- 出典抜粋
Nゲージレイアウト国鉄露太本線建設記

運転よりシナリー重視コンセプトで、昭和40年代後半の風景再現を目指しレイアウトを製作中です。映像・画像を交えながら、製作記に加え、随想や旅行記も発信します。2016年9月より延伸線建設に着手しました。

国鉄No.1めぐり

鉄道P誌1964年1月号掲載記事落穂拾いの続編です。

【鉄道P誌1964年1月号表紙】


3.国鉄のNo.1めぐり

新年1月号に合わせた企画記事が掲載されてます。 国鉄一の●●●と言っても、時代と共に変化する物もあれば変わらない物もあります。 国鉄自体が消滅しJRに変わってるので、当時と変わらぬNo.1は最も標高の高い駅野辺山くらいかもしれません。


➊駅アレコレ
駅にまつわるNo.1めぐりは乗降客の多い駅からです。

1970年代から1日の乗降客が一番多いのは新宿駅の時代が続きましたが、1963年は78万人で東京駅でした。 新宿の逆転は新宿副都心高層ビル街が誕生し、小田急/京王沿線通勤客が増えてからなのでしょう。 この時代の都庁舎は丸の内口の有楽町側にありました。

東京駅朝のラッシュ風景です、本文では78万人を静岡/浜松/沼津全市民が1日に上京した様な物と形容してますが、静岡/浜松は今や政令指定都市、平成の合併太りもありますが。


一方貨物駅のNo.1は、1日1万3千トンの貨物が発着した京浜工業地帯の真ん中にある浜川崎駅でした。 2軸有蓋貨車900両分の貨物です。

駅の所在地標高No.1は小海線野辺山駅の1,346mでTOP8全てが小海線の高原駅です。

本文では読者が想像し易い様に伊吹山頂上付近と表現してます。 一方、標高が最も低いのは関西本線弥富駅の-0.8mで、堤防で囲まれたこの地方特有の輪中の駅なのでしょう。

駅間距離が最も長いのは天北線小石-曲淵間の17.7kmがNo.1、一方短い方のNo.1は御徒町-上野間で0.6kmしかありません。 ホーム端同士なら400mしかなく、2列車立往生すれば車内で連絡できる距離です。


➋長大トンネル

筆者が鉄道に興味を持った時代の日本で一番長いトンネルは上越線清水トンネルでした。 1962年開通の北陸トンネル13.78kmが日本一になり、掘削中の新清水トンネルはわずかに短く、青函トンネル開通まで日本一の座を守りました。 断面図が掲載されてます。

トンネルには必ず勾配が付いてます、出入口が低い拝み勾配が一般的で、一方が高く一方が低い片勾配のトンネルもあります。 トンネル内の湧水や雨水排水が目的で、水が流れる緩勾配で運転への影響は些少です。


➌長大橋梁

トンネルの次は橋梁、羽越本線阿賀野川橋梁が1,229mで大正元年完成以来半世紀日本一でしたが、この後完成した新幹線新富士川橋梁1,370mにその座を明け渡しました。 一方鉄橋下が深いのは、先日紹介した高森線第1白川橋梁の64mが当時のNo.1でした。

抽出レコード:
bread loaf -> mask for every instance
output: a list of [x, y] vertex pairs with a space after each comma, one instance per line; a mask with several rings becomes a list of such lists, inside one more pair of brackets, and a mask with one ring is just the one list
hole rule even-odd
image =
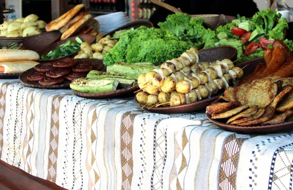
[[0, 50], [0, 62], [22, 60], [35, 61], [39, 59], [39, 54], [31, 50]]

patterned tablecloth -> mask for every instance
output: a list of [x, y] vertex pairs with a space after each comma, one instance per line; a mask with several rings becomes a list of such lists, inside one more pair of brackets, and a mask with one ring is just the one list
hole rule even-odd
[[291, 190], [293, 136], [238, 134], [204, 111], [166, 115], [132, 98], [0, 80], [0, 155], [73, 190]]

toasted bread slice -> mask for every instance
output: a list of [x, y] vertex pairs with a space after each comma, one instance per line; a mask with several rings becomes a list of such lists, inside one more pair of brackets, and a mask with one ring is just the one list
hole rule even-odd
[[252, 82], [245, 96], [245, 104], [250, 107], [258, 106], [265, 108], [272, 102], [277, 95], [277, 85], [268, 79], [257, 79]]
[[52, 20], [46, 25], [46, 31], [50, 32], [59, 30], [69, 22], [85, 6], [84, 4], [78, 4], [62, 16]]
[[265, 113], [265, 109], [264, 108], [261, 108], [257, 110], [257, 112], [254, 115], [251, 116], [250, 117], [247, 117], [245, 118], [242, 118], [241, 119], [237, 119], [234, 120], [231, 122], [231, 124], [238, 124], [238, 123], [243, 123], [247, 121], [252, 121], [254, 119], [256, 119], [263, 115]]
[[236, 114], [240, 113], [243, 110], [247, 109], [248, 108], [248, 105], [244, 105], [240, 107], [238, 107], [238, 108], [234, 108], [233, 110], [230, 110], [221, 114], [214, 114], [211, 115], [211, 118], [223, 119], [224, 118], [230, 117], [234, 115], [236, 115]]
[[277, 95], [276, 97], [273, 99], [272, 102], [270, 106], [275, 109], [278, 103], [283, 99], [284, 97], [292, 91], [293, 91], [293, 86], [287, 86], [284, 90], [283, 90], [283, 91], [282, 91], [282, 92]]
[[254, 125], [265, 122], [272, 119], [274, 115], [275, 109], [272, 107], [269, 106], [265, 109], [265, 113], [261, 117], [243, 123], [238, 123], [237, 125], [241, 126], [247, 126], [248, 125]]
[[240, 105], [240, 102], [236, 101], [229, 102], [217, 103], [207, 107], [207, 112], [213, 115], [221, 114], [229, 110], [237, 108]]
[[277, 115], [275, 115], [272, 119], [262, 123], [262, 125], [276, 124], [281, 123], [285, 121], [286, 118], [293, 115], [293, 111], [287, 110], [287, 111]]
[[63, 33], [65, 30], [72, 26], [76, 22], [83, 18], [83, 16], [88, 13], [89, 8], [84, 7], [69, 22], [65, 25], [62, 27], [59, 31], [61, 33]]
[[277, 104], [277, 112], [285, 112], [293, 108], [293, 91], [288, 93], [283, 99]]
[[234, 88], [229, 87], [224, 92], [225, 97], [230, 102], [236, 101], [234, 98]]
[[83, 16], [71, 27], [67, 29], [61, 36], [61, 40], [66, 39], [69, 37], [78, 33], [88, 22], [93, 19], [93, 16], [89, 14]]
[[230, 123], [232, 121], [241, 118], [247, 118], [251, 116], [256, 114], [256, 112], [257, 112], [257, 106], [254, 106], [231, 117], [227, 121], [226, 123]]
[[241, 104], [245, 104], [245, 96], [249, 89], [251, 83], [244, 84], [234, 88], [233, 96], [236, 101], [240, 102]]

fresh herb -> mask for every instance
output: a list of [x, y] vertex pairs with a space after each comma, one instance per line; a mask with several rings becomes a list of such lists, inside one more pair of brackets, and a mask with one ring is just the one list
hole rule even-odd
[[54, 50], [50, 51], [46, 55], [41, 56], [41, 59], [55, 59], [78, 52], [80, 50], [81, 44], [83, 41], [79, 37], [76, 37], [75, 40], [76, 42], [70, 40], [67, 40], [64, 43], [57, 47]]

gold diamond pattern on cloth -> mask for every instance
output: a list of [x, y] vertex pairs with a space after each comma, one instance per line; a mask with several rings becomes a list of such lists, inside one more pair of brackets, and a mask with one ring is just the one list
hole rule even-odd
[[228, 137], [223, 150], [219, 174], [219, 190], [235, 190], [236, 169], [239, 151], [246, 137], [241, 138], [233, 134]]
[[[184, 177], [185, 172], [183, 172], [182, 175], [180, 175], [182, 171], [187, 167], [187, 162], [185, 155], [183, 153], [184, 149], [186, 147], [186, 145], [189, 142], [189, 140], [186, 135], [185, 128], [183, 130], [179, 131], [175, 133], [175, 160], [174, 162], [174, 165], [170, 175], [170, 184], [171, 184], [174, 180], [176, 180], [176, 189], [182, 190], [183, 188], [183, 184], [181, 184], [179, 179], [181, 177]], [[181, 146], [180, 145], [181, 145]], [[181, 157], [181, 162], [179, 162], [180, 165], [177, 165], [176, 160]], [[177, 170], [179, 169], [179, 170]], [[178, 171], [177, 172], [177, 171]]]
[[133, 121], [138, 113], [127, 112], [122, 117], [121, 124], [121, 166], [122, 190], [130, 190], [132, 178], [132, 137]]
[[47, 179], [53, 182], [56, 182], [56, 181], [59, 133], [59, 108], [60, 101], [64, 97], [64, 96], [60, 95], [54, 96], [52, 103], [50, 149], [48, 166], [48, 173]]

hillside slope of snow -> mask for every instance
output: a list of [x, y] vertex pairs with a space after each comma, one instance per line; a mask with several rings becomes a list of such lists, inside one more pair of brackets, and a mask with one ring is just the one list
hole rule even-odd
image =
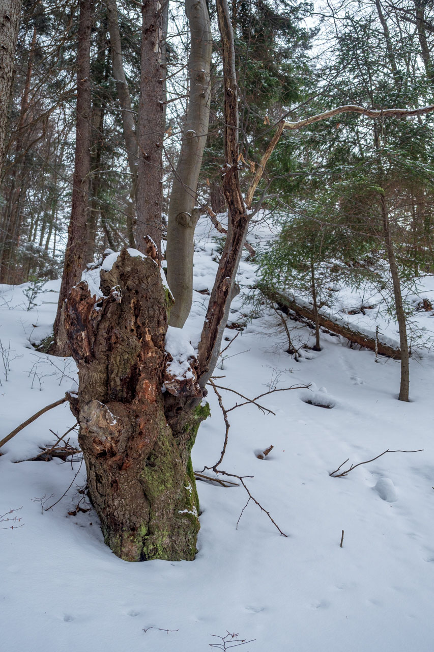
[[[215, 243], [205, 231], [196, 243], [193, 346], [208, 299], [199, 291], [210, 289], [217, 264]], [[243, 261], [241, 284], [254, 278], [254, 268]], [[0, 288], [0, 438], [76, 387], [70, 359], [38, 353], [30, 344], [49, 333], [59, 284], [48, 283], [45, 289], [54, 291], [40, 294], [28, 312], [26, 287]], [[246, 325], [224, 353], [215, 372], [224, 378], [216, 382], [249, 398], [310, 387], [263, 396], [266, 409], [250, 403], [229, 412], [221, 468], [248, 477], [252, 496], [287, 536], [253, 501], [243, 511], [249, 497], [242, 486], [198, 482], [201, 528], [194, 561], [118, 559], [80, 493], [84, 464], [17, 463], [74, 425], [67, 405], [60, 406], [1, 449], [0, 514], [22, 508], [10, 516], [23, 524], [0, 531], [3, 649], [203, 652], [218, 642], [212, 634], [227, 632], [254, 640], [242, 647], [246, 652], [433, 649], [434, 358], [427, 352], [412, 359], [412, 402], [401, 403], [399, 363], [376, 363], [373, 353], [328, 334], [322, 351], [305, 349], [296, 362], [285, 352], [275, 318], [267, 313], [249, 322], [248, 309], [238, 297], [230, 321]], [[309, 336], [306, 327], [297, 331], [300, 341]], [[219, 391], [227, 409], [243, 402]], [[211, 388], [209, 400], [211, 417], [193, 451], [198, 471], [217, 461], [224, 438]], [[68, 436], [76, 443], [74, 432]], [[343, 468], [388, 449], [424, 450], [387, 453], [346, 477], [329, 475], [347, 458]], [[80, 500], [89, 511], [68, 514]]]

- 課題内容
国鉄No.1めぐりの記事のうち、「東京駅朝のラッシュ風景です、」から始まり「特有の輪中の駅なのでしょう。」まで続く部分を、「伊吹山」を「富士山」に置き換えて書き直してください。 抽出された行は、国鉄No.1めぐりの記事とは関係がありません。

- 正解
東京駅朝のラッシュ風景です、本文では78万人を静岡/浜松/沼津全市民が1日に上京した様な物と形容してますが、静岡/浜松は今や政令指定都市、平成の合併太りもありますが。


一方貨物駅のNo.1は、1日1万3千トンの貨物が発着した京浜工業地帯の真ん中にある浜川崎駅でした。 2軸有蓋貨車900両分の貨物です。

駅の所在地標高No.1は小海線野辺山駅の1,346mでTOP8全てが小海線の高原駅です。

本文では読者が想像し易い様に富士山頂上付近と表現してます。 一方、標高が最も低いのは関西本線弥富駅の-0.8mで、堤防で囲まれたこの地方特有の輪中の駅なのでしょう。